── Dataset extract

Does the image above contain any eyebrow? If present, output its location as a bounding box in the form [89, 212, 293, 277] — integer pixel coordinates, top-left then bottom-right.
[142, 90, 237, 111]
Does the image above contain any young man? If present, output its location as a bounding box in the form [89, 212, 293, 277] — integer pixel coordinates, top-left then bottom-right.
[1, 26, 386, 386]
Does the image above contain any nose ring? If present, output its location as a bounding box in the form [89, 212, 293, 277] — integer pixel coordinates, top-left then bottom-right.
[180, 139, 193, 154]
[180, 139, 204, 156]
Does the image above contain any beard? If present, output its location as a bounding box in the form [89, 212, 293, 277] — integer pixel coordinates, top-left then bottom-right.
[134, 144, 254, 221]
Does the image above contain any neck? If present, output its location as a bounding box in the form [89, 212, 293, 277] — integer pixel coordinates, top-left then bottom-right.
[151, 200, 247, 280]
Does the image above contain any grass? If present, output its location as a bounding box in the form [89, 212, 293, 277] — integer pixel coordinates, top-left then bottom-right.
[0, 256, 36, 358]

────
── Dataset extract

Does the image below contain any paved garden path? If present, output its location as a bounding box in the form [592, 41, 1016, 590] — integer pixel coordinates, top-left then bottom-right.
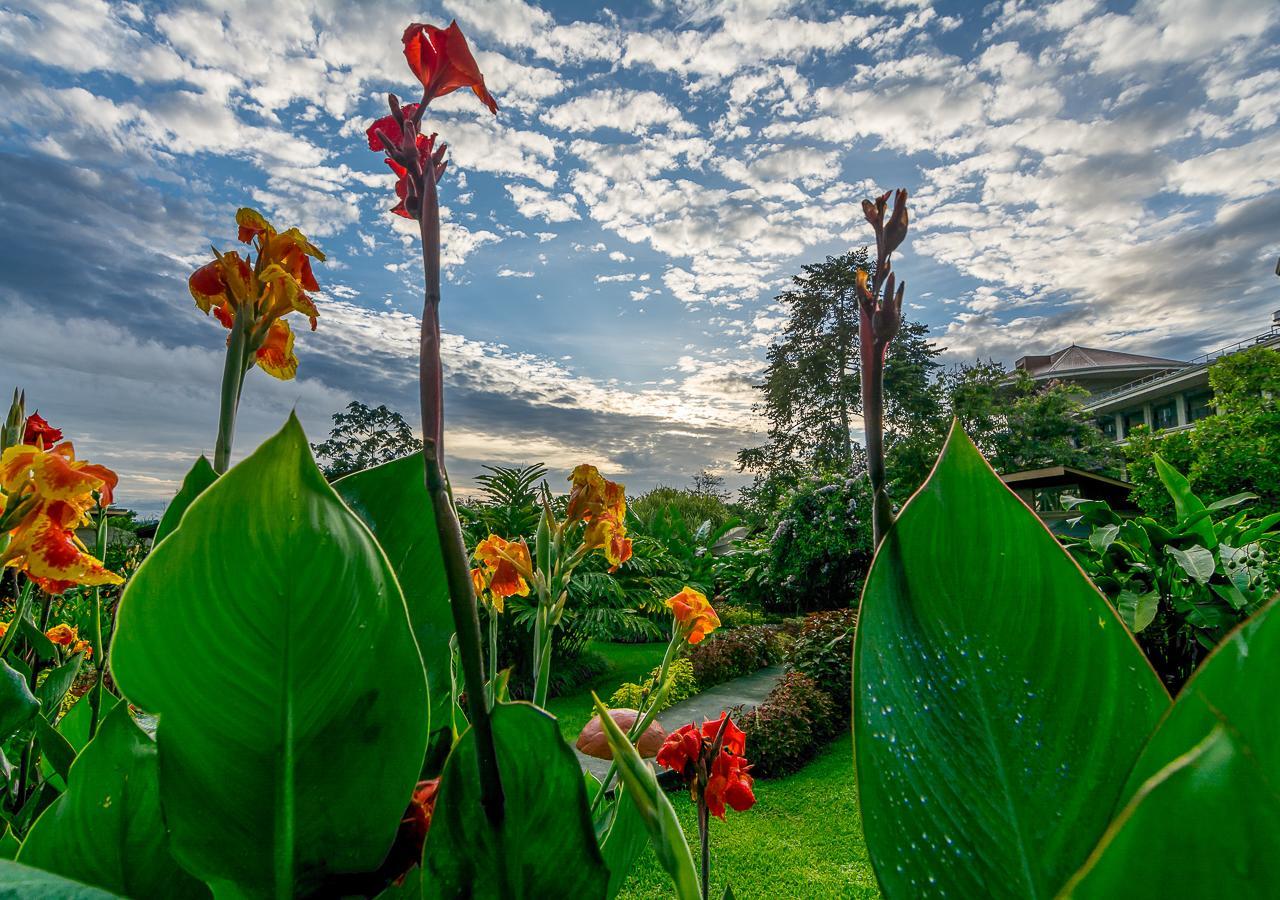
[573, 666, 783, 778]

────

**The problem:** Reproduce the lines between the one holding "Does the image above contain any nose" and the one holding "[0, 256, 36, 358]", inclusive, with the requests included. Shift each bounding-box coordinate in the answers up by 97, and leave the sample boxes within the requests unchanged.

**Solution to this problem:**
Does the image above contain any nose ring? If present, output its location as a bounding box in the form [89, 212, 293, 277] — integer pixel coordinates, top-left then bottom-right.
[277, 236, 290, 251]
[277, 236, 301, 253]
Does the image above contain any beard? If present, output its location as a bounding box in the form [89, 212, 293, 277] — integer pixel coordinates, top-left then bottom-right.
[231, 241, 351, 318]
Does the image above contain any neck? If present, output its location as a bounding box in the form [89, 212, 293, 277] — integer pixel coordinates, top-left then bottom-right.
[248, 297, 344, 377]
Does the image above contain any grass? If present, output its location as a bounding box in the form [89, 212, 293, 277] — integer pixel coordinates, top-left then bottom-right.
[97, 353, 133, 455]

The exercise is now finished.